Il dispotismo del regime e gli onnipresenti agenti di sicurezza rendono quasi impossibile valutare la portata dell'opposizione all'offensiva di Ghouta all'interno di Damasco. Sebbene difficili da trovare, sono emerse molte voci sommesse. La maggioranza rimane in silenzio mentre il regime mantiene un vantaggio militare.

Salam (non il suo vero nome), una madre di due figli che vive a Damasco, dice a Global Voices che suo figlio sta sviluppando una fobia, essendo costretto a vivere in uno stato di costante paura:

My two year old son cries hysterically and clings fast to me when a warplane flies overhead or when an explosion occurs…He has developed a phobia.

Mio figlio di due anni piange in maniera isterica e si aggrappa stretto a me quando un aereo militare vola sopra le nostre teste o quando si verifica un'esplosione… Ha sviluppato una fobia.

Aggiunge che sebbene a Damasco la vita sia diventata difficile a causa dei missili dei ribelli, non riesce a immaginare come possa essere a Ghouta:

Since the Ghouta operation began, we have been hearing explosions of unusual intensity…the passing of a plane overhead makes buildings shake. It blows my mind to imagine how mothers in Ghouta are coping. If I were there, I would have gone berserk. I am a mother and I understand how mothers feel. I have been watching videos and following Facebook posts from Ghouta mothers. It is impossible for me to not empathize.

Rockets and shells have disrupted life here in Damascus. In some neighborhoods people are no longer sending their children to schools. Just imagine how life is there. Civilians on both sides are paying the price. This madness has got to stop.

Da quando è iniziata l'operazione a Ghouta, abbiamo sentito esplosioni di insolita intensità… il passaggio di un aereo sopra le nostre teste fa tremare gli edifici. Non posso neanche osare immaginare come facciano le madri di Ghouta a sopportare questa situazione. Se fossi lì, sarei già impazzita. Sono una madre e capisco come si sentono le madri. Ho guardato video e seguito i post di Facebook delle madri di Ghouta. È impossibile per me non provare empatia.

Razzi e granate hanno sconvolto la vita qui a Damasco. In alcuni quartieri la gente non manda più i propri figli a scuola. Immagina solo come può essere la vita là. Sono i civili da entrambe le parti a pagare il prezzo. Questa follia deve finire.

Ahmad (non il suo vero nome), un impiegato governativo originario di Harasta, nella zona orientale di Ghouta, partì per Damasco con la sua famiglia subito dopo l'inizio della repressione governativa delle proteste nella sua città natale. Ahmad passa la maggior parte del suo tempo incollato al suo computer per seguire gli sviluppi a Ghouta e ora vive temendo costantemente per la vita dei suoi parenti e allo stesso tempo in paranoia per il suo lavoro a Damasco:

I have relatives and friends in Eastern Ghouta. They keep posting updates of their hellish conditions on social media. I have already lost three friends since the operation started.

________________________

◆ COMPITO ASSEGNATO 1 ◆
Elenca tutti i luoghi nominati nell'estratto sull'offensiva di Ghouta.

◆ Righe del dataset sulla posizione degli oggetti ◆
________________________

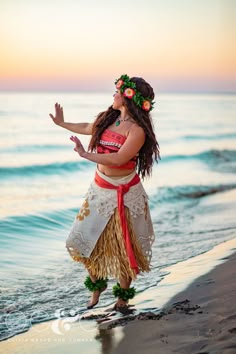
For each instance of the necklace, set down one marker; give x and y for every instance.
(121, 120)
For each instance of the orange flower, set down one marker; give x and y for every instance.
(119, 84)
(146, 105)
(129, 92)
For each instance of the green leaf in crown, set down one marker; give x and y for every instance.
(128, 88)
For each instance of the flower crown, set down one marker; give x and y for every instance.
(129, 90)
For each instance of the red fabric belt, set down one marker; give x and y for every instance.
(121, 190)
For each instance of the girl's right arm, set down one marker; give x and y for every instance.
(79, 128)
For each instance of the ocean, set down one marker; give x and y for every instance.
(43, 181)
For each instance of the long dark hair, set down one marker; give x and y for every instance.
(150, 151)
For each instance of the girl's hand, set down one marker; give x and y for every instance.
(78, 146)
(59, 117)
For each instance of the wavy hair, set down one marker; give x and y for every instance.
(150, 151)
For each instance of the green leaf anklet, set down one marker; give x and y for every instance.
(124, 294)
(99, 284)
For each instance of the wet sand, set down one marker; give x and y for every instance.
(200, 319)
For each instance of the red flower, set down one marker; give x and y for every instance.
(119, 84)
(146, 105)
(129, 92)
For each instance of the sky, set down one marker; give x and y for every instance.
(84, 45)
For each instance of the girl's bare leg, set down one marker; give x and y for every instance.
(125, 284)
(95, 294)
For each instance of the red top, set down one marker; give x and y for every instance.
(111, 142)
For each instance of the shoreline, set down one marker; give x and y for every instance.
(199, 319)
(66, 334)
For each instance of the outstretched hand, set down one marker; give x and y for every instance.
(59, 116)
(78, 145)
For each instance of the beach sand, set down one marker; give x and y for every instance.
(203, 321)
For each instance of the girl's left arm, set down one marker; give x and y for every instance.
(129, 149)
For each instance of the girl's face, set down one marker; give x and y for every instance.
(118, 100)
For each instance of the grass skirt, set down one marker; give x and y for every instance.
(109, 258)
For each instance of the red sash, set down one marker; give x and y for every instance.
(121, 190)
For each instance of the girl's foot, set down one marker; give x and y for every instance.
(95, 298)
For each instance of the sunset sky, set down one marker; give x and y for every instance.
(84, 45)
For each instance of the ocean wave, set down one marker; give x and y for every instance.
(231, 135)
(179, 193)
(212, 156)
(33, 148)
(49, 169)
(221, 160)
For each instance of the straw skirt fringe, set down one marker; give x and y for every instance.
(109, 258)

________________________

◆ COMPITO ASSEGNATO 2 ◆
Cita le voci dalla riga che contiene "For each instance of the sunset" fino all'ultima riga delle voci, estremi inclusi.

◆ SOLUZIONE 1 ◆
Damasco, Ghouta, Harasta

◆ SOLUZIONE 2 ◆
For each instance of the sunset sky, set down one marker; give x and y for every instance.
(84, 45)
For each instance of the ocean wave, set down one marker; give x and y for every instance.
(231, 135)
(179, 193)
(212, 156)
(33, 148)
(49, 169)
(221, 160)
For each instance of the straw skirt fringe, set down one marker; give x and y for every instance.
(109, 258)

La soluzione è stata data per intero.